───── Text block

Homelessness has become an ongoing issue that impacts the population socially and economically. According to Lt. Gov. Josh Green, there are “around 15,000 homeless individuals (chronically homeless means those who have been homeless for more than six months and have mental and/or physical health conditions)”

Individuals are facing challenges of homelessness on top of medical health issues, including mental health illnesses, addiction and PTSD. Homelessness has limited the expected estimated life to 53 years for men and almost 30 years for women, which is less than average.

Homelessness is happening everywhere in Hawai‘i. Homelessness is around the islands, including on sidewalks, parks or any public place. Nonetheless, as homelessness is all over the islands, most of the homeless population lives on O‘ahu.

According to The Honolulu Star-Advertiser and Hawai‘i News Now, more than 4,000 people are homeless, and almost 60% are not sheltered. More than half of O‘ahu are families. The numbers have doubled in the past 10 years. The numbers of homeless are at an increasing rate, also including families and children. From the parks to the sidewalks, families and people are living on the street more and more every year.

──────────
───── Source data

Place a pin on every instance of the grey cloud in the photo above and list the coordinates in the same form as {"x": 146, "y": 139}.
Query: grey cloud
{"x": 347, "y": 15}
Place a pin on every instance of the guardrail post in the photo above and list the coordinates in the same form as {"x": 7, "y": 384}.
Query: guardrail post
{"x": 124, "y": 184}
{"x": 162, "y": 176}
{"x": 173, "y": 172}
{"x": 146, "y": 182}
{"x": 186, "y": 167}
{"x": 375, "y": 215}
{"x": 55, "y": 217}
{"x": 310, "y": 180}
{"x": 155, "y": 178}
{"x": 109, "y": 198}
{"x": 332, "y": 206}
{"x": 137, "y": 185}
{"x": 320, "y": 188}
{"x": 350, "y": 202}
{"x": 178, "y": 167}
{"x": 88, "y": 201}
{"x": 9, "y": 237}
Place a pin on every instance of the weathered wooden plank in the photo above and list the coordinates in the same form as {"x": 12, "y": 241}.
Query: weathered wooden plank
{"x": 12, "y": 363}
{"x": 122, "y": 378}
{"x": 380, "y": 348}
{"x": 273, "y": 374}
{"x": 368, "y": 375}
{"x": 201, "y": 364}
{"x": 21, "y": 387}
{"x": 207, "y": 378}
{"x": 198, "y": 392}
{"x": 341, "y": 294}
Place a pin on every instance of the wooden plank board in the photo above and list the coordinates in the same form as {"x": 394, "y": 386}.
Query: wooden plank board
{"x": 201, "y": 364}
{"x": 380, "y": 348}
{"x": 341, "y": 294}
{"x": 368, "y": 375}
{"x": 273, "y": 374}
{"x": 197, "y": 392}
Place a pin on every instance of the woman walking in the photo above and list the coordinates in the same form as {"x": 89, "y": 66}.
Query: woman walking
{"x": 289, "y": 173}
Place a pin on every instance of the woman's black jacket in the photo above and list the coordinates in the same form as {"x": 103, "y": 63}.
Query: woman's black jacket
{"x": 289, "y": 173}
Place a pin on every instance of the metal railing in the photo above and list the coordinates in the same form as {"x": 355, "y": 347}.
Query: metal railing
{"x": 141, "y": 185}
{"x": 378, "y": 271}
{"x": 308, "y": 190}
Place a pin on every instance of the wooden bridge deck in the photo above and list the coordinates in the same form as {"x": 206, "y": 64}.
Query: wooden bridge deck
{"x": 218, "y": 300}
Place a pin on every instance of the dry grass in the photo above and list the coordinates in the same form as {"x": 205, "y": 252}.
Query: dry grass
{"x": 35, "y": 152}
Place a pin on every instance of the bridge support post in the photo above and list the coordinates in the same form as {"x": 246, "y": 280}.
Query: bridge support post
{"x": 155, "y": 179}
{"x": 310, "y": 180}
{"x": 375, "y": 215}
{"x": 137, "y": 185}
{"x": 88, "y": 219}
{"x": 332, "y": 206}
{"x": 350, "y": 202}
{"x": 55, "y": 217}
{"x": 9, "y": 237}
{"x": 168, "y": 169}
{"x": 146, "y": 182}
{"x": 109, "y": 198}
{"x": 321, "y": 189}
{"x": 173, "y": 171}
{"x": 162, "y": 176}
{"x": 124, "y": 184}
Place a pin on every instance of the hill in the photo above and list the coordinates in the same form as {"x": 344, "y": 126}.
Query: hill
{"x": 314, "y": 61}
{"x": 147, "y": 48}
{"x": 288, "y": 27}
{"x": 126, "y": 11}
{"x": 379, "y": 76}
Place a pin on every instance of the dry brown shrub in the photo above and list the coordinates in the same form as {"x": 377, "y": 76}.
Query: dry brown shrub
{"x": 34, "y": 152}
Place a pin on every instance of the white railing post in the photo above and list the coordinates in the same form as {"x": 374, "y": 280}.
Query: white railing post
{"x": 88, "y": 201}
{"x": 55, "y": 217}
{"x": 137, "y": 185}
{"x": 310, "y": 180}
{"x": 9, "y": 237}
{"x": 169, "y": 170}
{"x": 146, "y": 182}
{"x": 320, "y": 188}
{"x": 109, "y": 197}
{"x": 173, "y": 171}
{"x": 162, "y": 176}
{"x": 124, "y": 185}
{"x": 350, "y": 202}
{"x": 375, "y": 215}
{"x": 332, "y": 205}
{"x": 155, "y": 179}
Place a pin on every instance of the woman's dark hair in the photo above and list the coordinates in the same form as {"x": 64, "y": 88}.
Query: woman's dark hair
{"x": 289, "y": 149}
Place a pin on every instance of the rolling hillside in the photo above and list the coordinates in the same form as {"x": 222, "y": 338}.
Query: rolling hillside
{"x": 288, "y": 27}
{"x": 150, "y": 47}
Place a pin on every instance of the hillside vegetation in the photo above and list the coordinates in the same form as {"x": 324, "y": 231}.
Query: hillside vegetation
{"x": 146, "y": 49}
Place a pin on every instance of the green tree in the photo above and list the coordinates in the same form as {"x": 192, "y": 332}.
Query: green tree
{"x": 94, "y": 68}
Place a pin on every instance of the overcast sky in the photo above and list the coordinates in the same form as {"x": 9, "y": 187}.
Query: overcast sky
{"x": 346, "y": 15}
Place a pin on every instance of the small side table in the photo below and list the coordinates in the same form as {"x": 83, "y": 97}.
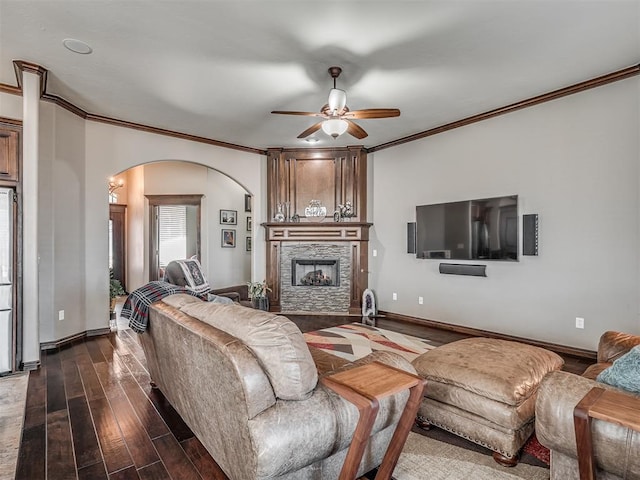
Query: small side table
{"x": 607, "y": 405}
{"x": 364, "y": 386}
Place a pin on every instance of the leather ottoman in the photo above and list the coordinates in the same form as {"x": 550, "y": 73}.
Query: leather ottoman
{"x": 484, "y": 390}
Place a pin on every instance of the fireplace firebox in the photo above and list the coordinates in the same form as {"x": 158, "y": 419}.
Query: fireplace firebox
{"x": 315, "y": 272}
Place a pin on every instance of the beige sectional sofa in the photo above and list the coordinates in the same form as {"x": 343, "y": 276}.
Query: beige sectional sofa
{"x": 247, "y": 385}
{"x": 616, "y": 448}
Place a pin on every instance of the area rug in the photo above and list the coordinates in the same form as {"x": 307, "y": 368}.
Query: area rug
{"x": 356, "y": 340}
{"x": 13, "y": 398}
{"x": 424, "y": 457}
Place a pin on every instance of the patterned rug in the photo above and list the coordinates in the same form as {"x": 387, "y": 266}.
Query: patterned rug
{"x": 13, "y": 398}
{"x": 356, "y": 340}
{"x": 423, "y": 457}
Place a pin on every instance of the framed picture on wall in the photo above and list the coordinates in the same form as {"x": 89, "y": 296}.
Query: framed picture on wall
{"x": 228, "y": 238}
{"x": 229, "y": 217}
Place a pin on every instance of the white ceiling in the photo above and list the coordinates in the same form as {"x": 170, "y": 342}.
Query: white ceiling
{"x": 217, "y": 68}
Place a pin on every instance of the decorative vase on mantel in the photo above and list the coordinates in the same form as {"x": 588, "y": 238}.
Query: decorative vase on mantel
{"x": 258, "y": 295}
{"x": 260, "y": 303}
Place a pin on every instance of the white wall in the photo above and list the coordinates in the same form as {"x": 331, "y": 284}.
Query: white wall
{"x": 61, "y": 227}
{"x": 574, "y": 161}
{"x": 10, "y": 106}
{"x": 110, "y": 150}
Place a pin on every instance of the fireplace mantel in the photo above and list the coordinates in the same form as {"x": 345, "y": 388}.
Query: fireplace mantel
{"x": 315, "y": 231}
{"x": 353, "y": 234}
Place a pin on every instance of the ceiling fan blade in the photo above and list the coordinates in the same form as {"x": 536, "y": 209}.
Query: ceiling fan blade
{"x": 373, "y": 113}
{"x": 356, "y": 130}
{"x": 312, "y": 129}
{"x": 305, "y": 114}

──────────

§ **Required actions**
#1 Set down the passage on homelessness in Hawai‘i word for word, starting with "According to The" and going on through "more every year.".
#2 Does the passage on homelessness in Hawai‘i support each statement below? Answer yes or no for each, quoting the deciding words. (a) Most of the homeless population lives on O‘ahu. (b) The homeless numbers have tripled in the past 10 years. (c) Homelessness is found only on O‘ahu.
The records are separate material and have nothing to do with the passage on homelessness in Hawai‘i.

§ **Solutions to each task**
#1
According to The Honolulu Star-Advertiser and Hawai‘i News Now, more than 4,000 people are homeless, and almost 60% are not sheltered. More than half of O‘ahu are families. The numbers have doubled in the past 10 years. The numbers of homeless are at an increasing rate, also including families and children. From the parks to the sidewalks, families and people are living on the street more and more every year.

#2
(a) Yes: "most of the homeless population lives on O‘ahu."
(b) No: "The numbers have doubled in the past 10 years."
(c) No: "Homelessness is happening everywhere in Hawai‘i."